### Text extract:
Cases for Study and Discussion

Case 1 Theft of a Title for an Ethics Text

Seven years ago, Victor published what has become a popular ethics textbook called Ethics with Applications. The book is now in its third edition. Looking through flyers for new ethics texts, he sees one with exactly the same title as his. Dismayed, he immediately contacts his editor, who tells him that titles, unfortunately, cannot be copyrighted but are fair game for anyone who wants to use them. Victor angrily writes both the publisher and the authors of the other text, complaining that they have stolen his title. They never answer him, and he remains extremely upset. He would never knowingly steal someone’s title and can’t understand their action. Even though what they did is legal, are they morally obligated not to use Victor’s title? Why, or why not? Should they at least apologize for doing so? Is there anything else they could do to make things right, or do they need to? Why, or why not? If titles cannot be copyrighted, then can this be considered stealing? Why, or why not? Is this an important or trivial issue, to your way of thinking? Why, or why not?

Case 2 Stealing Food

During wartime, Katia and her family have been starving because their town has been bombed and is under siege. She breaks into someone’s house, finds food in the kitchen, and steals it for her family. Is she justified in stealing in this instance? Why, or why not? Be specific. Would it make any difference if it were during peacetime but times were hard, and Katia couldn’t get a job and earn money to buy food? Why, or why not?

### Tasks for this exercise:
[1] According to the ethics cases text, which edition is Victor's textbook now in?
[2] Write out the passage of the ethics cases text starting with "During wartime, Katia" and going on through "food? Why, or why not?".

### Given material:

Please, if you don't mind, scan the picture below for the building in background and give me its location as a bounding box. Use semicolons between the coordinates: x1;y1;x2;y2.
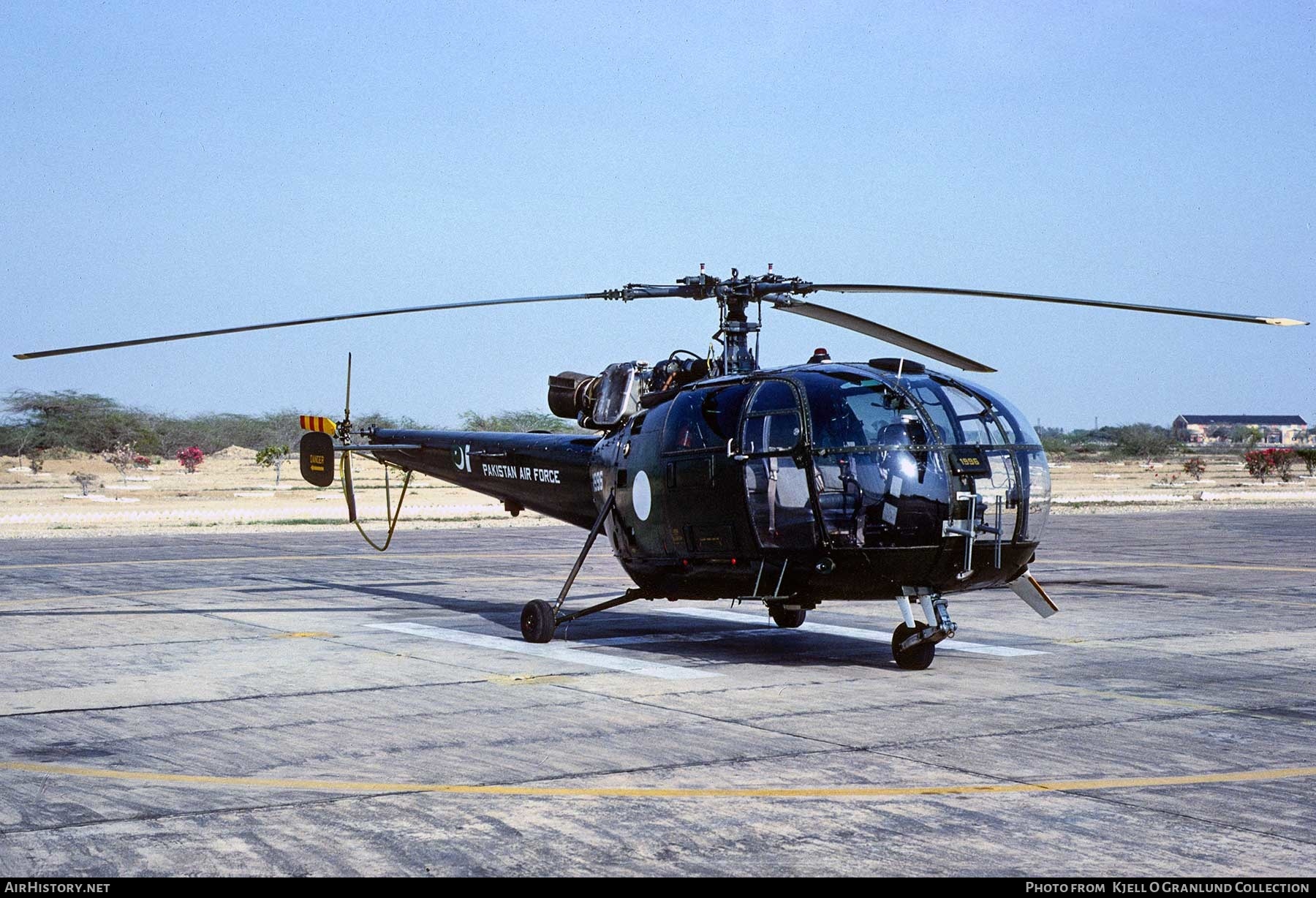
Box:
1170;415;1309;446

### Task-by-task outputs:
[1] It is in its third edition.

[2]
During wartime, Katia and her family have been starving because their town has been bombed and is under siege. She breaks into someone’s house, finds food in the kitchen, and steals it for her family. Is she justified in stealing in this instance? Why, or why not? Be specific. Would it make any difference if it were during peacetime but times were hard, and Katia couldn’t get a job and earn money to buy food? Why, or why not?